** Assignment **
Output the records that follow exactly as they are written.

[Records from a dataset]
# # # # # # #

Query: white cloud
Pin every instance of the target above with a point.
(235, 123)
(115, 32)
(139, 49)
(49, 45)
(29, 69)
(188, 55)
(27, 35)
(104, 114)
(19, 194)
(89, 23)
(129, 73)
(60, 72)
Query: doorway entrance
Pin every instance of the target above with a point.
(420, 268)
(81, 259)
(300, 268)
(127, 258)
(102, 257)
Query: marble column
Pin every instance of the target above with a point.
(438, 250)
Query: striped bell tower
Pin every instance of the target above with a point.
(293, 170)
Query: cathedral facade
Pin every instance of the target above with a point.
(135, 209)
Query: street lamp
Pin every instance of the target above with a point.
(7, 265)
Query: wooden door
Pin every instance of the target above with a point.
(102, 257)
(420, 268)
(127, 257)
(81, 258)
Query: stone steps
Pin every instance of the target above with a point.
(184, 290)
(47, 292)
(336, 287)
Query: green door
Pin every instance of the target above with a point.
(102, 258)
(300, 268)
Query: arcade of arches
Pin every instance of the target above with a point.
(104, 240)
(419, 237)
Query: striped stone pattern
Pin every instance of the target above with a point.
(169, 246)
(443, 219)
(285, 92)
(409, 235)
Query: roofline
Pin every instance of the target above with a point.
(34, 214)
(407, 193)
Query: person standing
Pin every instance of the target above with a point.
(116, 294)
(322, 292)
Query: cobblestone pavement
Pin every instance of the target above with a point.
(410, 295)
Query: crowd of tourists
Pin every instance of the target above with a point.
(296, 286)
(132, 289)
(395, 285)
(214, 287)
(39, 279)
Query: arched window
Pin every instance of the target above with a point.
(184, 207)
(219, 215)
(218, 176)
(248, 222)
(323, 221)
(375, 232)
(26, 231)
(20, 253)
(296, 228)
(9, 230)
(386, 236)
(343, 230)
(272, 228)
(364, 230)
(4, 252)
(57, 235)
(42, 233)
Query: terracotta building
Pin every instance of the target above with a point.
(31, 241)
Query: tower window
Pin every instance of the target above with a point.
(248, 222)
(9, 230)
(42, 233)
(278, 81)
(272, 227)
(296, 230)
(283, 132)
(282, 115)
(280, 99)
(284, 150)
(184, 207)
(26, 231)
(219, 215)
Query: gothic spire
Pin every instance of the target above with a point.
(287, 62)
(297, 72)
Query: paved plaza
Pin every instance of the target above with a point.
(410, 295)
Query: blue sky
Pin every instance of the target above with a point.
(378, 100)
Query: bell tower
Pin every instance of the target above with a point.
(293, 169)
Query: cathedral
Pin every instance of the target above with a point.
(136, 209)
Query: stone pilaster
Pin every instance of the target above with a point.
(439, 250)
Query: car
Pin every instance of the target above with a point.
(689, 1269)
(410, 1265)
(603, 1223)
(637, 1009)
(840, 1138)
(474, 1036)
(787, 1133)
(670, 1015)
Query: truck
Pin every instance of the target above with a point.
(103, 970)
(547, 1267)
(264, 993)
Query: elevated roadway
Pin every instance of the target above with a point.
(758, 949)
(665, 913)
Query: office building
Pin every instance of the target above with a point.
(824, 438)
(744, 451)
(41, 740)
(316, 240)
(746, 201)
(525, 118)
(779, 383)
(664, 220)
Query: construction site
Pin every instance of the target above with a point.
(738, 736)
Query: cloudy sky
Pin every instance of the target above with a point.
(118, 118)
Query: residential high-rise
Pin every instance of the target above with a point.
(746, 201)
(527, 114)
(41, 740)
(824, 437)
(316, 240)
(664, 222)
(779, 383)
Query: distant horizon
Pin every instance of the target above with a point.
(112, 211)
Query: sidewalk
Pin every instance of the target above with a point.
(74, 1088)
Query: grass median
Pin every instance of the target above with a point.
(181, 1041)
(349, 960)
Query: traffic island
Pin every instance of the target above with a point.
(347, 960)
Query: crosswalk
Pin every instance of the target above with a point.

# # # # # # #

** Task response **
Query: white cloud
Pin every instance of the target above with a point.
(235, 123)
(115, 32)
(139, 49)
(49, 45)
(29, 69)
(188, 55)
(27, 35)
(104, 114)
(19, 194)
(89, 23)
(129, 73)
(60, 72)
Query: doorway entrance
Pin every instance of the target above with a point.
(420, 268)
(81, 259)
(300, 268)
(127, 258)
(102, 257)
Query: marble column
Pin every instance of the target above with a point.
(438, 250)
Query: striped bell tower
Pin every instance of the target above with a point.
(293, 170)
Query: cathedral facade
Pin every instance of the target above with a point.
(135, 209)
Query: street lamp
Pin every instance of the target above with a point.
(7, 265)
Query: wooden door
Pin every instance of the target above with a point.
(102, 257)
(420, 268)
(127, 257)
(81, 258)
Query: stone steps
Pin every instance of the target above with a point.
(184, 290)
(47, 292)
(336, 287)
Query: green door
Pin every instance of the target above with a point.
(102, 258)
(300, 268)
Query: arcade of arches
Pin every instance of the target above with a point.
(104, 240)
(419, 237)
Query: striped stone pattern
Pin every instance of the target above with a point.
(169, 246)
(443, 219)
(285, 92)
(409, 235)
Query: roofline
Pin every instance of the target above with a point.
(34, 214)
(407, 193)
Query: person standing
Pin every instance of the target above with a point.
(116, 294)
(322, 292)
Query: cobblestone pavement
Pin every instance of the target above with a point.
(410, 295)
Query: crowd of tourists
Pin every instance of the target above with a point.
(296, 286)
(132, 289)
(395, 285)
(214, 287)
(39, 279)
Query: arched window
Pin every instance of the target above with a point.
(184, 207)
(219, 215)
(218, 176)
(248, 222)
(323, 221)
(375, 232)
(26, 231)
(20, 253)
(296, 228)
(9, 230)
(386, 236)
(343, 230)
(272, 228)
(364, 230)
(4, 252)
(57, 235)
(42, 233)
Query: terracotta building
Pin every instance of the target above with a point.
(31, 241)
Query: tower window
Pin every instance of the target above with a point.
(248, 222)
(9, 230)
(42, 233)
(278, 81)
(272, 227)
(296, 230)
(283, 132)
(282, 115)
(280, 99)
(284, 150)
(184, 207)
(26, 231)
(219, 215)
Query: gothic spire
Pin every instance of the target above with a point.
(287, 62)
(297, 72)
Query: paved plaza
Pin every instance of the target above with a point.
(410, 295)
Query: blue sky
Pin every instance of the target above with a point.
(378, 100)
Query: bell tower
Pin every instance of the target above with a point.
(293, 169)
Query: cathedral
Pin every instance of the target above with a point.
(136, 209)
Query: stone pilaster
Pin every instance of the target above with a point.
(439, 250)
Query: car
Pin every instance of the target above with a point.
(689, 1269)
(410, 1265)
(603, 1223)
(637, 1009)
(840, 1138)
(474, 1036)
(787, 1133)
(670, 1015)
Query: truck
Pin every instance of the target above with a point.
(103, 970)
(547, 1267)
(264, 993)
Query: elevated roadway
Pin every instance of the target above with a point.
(758, 949)
(665, 913)
Query: office building
Pin every instance of the target above with a point.
(824, 438)
(744, 451)
(41, 740)
(316, 240)
(746, 201)
(525, 118)
(779, 383)
(664, 220)
Query: construction site
Pin every instance of the target above with a point.
(738, 736)
Query: cloudy sky
Pin every instance of the target above with a point.
(118, 118)
Query: residential high-rise
Pin every instance of the target above with a point.
(746, 201)
(527, 114)
(41, 740)
(824, 437)
(316, 240)
(664, 222)
(779, 383)
Query: distant horizon
Pin every instance of the target above with a point.
(112, 211)
Query: sidewalk
Pin every instance of the target above with a point.
(74, 1088)
Query: grass median
Pin every instance of the target above with a point.
(181, 1041)
(349, 960)
Query: traffic island
Pin every instance of the target above with a point.
(347, 960)
Query: crosswalk
Pin every instance of the target above with a point.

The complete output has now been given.